## The data
····················
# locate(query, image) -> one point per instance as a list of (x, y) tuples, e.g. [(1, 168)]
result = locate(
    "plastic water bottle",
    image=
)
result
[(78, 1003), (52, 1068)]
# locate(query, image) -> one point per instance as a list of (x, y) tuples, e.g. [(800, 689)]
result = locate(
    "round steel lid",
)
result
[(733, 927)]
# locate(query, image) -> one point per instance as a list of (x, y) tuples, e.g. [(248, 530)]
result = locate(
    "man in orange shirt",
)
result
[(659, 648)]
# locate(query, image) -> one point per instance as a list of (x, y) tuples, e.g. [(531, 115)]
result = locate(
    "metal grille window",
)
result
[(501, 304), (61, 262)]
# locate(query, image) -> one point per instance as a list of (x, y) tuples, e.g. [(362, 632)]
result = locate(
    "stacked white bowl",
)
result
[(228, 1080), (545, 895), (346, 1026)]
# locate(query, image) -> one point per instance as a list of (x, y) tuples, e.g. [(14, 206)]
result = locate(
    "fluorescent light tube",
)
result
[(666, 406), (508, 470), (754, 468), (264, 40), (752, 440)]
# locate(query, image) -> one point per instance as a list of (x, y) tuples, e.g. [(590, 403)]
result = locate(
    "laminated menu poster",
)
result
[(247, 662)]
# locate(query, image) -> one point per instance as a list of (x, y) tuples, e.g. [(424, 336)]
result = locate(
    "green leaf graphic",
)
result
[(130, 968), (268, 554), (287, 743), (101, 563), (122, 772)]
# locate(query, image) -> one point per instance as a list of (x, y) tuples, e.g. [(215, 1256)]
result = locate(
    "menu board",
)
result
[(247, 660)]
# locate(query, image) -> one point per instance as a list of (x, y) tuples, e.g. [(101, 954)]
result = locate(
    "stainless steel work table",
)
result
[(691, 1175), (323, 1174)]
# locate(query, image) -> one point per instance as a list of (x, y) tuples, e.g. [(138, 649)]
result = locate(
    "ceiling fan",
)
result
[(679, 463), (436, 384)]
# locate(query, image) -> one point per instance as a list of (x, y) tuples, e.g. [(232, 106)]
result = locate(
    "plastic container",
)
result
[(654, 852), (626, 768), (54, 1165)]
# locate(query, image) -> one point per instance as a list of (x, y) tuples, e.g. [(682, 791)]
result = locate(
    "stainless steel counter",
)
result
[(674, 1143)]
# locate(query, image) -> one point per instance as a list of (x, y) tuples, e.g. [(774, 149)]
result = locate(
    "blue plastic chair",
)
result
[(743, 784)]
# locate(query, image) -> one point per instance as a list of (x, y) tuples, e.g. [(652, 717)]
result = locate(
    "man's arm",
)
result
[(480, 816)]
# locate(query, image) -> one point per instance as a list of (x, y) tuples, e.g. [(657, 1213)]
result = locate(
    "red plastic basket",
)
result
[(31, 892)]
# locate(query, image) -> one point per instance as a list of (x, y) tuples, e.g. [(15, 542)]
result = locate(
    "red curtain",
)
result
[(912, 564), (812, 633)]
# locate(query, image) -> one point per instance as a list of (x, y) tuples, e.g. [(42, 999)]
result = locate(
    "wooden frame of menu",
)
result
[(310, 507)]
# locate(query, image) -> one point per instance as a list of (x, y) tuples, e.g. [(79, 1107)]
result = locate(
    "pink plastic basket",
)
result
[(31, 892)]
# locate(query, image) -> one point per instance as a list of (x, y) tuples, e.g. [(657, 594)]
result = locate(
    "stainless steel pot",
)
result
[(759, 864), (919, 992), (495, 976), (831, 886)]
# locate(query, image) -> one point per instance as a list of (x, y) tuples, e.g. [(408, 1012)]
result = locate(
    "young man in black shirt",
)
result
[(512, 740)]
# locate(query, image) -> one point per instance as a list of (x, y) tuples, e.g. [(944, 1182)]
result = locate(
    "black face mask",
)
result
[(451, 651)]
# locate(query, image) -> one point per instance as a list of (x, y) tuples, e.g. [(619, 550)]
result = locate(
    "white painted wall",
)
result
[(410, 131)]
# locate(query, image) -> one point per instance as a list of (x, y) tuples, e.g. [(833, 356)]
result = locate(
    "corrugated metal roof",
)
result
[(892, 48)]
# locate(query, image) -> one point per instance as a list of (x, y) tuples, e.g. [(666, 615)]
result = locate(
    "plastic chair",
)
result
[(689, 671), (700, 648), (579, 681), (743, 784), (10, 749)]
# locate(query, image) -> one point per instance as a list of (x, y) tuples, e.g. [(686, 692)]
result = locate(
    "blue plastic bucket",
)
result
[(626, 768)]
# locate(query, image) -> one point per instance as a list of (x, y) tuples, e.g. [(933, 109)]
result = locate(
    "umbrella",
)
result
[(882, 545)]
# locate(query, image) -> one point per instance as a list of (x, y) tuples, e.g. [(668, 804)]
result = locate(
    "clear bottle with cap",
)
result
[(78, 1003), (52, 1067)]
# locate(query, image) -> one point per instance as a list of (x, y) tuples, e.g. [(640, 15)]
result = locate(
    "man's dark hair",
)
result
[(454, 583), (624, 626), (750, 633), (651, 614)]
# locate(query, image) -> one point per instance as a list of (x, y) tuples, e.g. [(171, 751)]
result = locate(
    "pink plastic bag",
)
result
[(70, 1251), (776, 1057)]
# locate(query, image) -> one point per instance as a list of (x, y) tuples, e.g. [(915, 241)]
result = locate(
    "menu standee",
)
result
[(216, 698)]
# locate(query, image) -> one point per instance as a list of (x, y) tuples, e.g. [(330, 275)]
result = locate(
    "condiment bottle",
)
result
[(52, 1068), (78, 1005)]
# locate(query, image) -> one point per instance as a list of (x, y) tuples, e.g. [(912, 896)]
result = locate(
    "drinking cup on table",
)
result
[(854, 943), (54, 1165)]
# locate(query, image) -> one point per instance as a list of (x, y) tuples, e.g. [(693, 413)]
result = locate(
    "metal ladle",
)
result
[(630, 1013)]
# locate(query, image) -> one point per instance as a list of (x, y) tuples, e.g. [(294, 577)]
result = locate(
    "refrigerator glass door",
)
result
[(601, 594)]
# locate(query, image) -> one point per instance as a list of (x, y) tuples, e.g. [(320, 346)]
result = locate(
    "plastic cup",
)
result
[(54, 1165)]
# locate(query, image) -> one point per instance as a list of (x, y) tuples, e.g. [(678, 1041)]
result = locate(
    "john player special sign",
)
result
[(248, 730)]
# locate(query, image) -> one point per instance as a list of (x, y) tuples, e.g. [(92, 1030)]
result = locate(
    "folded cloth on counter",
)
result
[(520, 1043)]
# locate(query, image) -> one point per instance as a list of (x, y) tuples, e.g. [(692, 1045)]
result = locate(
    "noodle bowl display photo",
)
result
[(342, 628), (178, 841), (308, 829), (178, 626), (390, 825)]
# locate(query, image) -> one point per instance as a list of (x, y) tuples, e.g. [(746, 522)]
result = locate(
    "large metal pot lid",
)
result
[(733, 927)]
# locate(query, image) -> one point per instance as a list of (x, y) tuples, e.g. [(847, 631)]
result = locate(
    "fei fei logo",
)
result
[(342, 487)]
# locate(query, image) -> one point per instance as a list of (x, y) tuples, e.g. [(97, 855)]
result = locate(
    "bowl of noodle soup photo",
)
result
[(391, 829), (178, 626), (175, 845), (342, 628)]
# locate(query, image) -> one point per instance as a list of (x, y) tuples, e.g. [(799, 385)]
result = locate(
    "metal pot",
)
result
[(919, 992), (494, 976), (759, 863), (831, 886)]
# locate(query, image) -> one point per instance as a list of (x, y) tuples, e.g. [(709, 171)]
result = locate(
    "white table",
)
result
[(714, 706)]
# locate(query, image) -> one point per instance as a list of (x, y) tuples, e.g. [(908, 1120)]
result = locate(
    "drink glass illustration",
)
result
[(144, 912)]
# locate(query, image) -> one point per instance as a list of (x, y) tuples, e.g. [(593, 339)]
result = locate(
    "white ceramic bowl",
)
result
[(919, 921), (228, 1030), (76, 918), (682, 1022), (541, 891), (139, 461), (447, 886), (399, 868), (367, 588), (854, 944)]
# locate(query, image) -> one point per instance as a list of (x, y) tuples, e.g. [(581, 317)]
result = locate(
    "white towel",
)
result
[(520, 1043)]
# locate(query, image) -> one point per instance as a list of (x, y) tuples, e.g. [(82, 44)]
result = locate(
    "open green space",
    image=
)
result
····················
## What you are asked to do
Arrange the lines that start with the one containing "e.g. [(215, 1256)]" and end with the one containing "[(691, 1175), (323, 1174)]", both included, as a Markdown table. Use the columns Row and Line text, number each row, and leave out blank lines.

## Exercise answer
| Row | Line text |
|---|---|
| 1 | # locate(query, image) -> one point per instance as a list of (x, y) tuples, e.g. [(215, 1256)] |
| 2 | result = locate( |
| 3 |     "menu board", |
| 4 | ) |
| 5 | result |
| 6 | [(247, 660)] |
| 7 | # locate(query, image) -> one point per instance as a list of (x, y) tuples, e.g. [(101, 954)] |
| 8 | result = locate( |
| 9 |     "stainless steel work table", |
| 10 | ) |
| 11 | result |
| 12 | [(691, 1175), (323, 1174)] |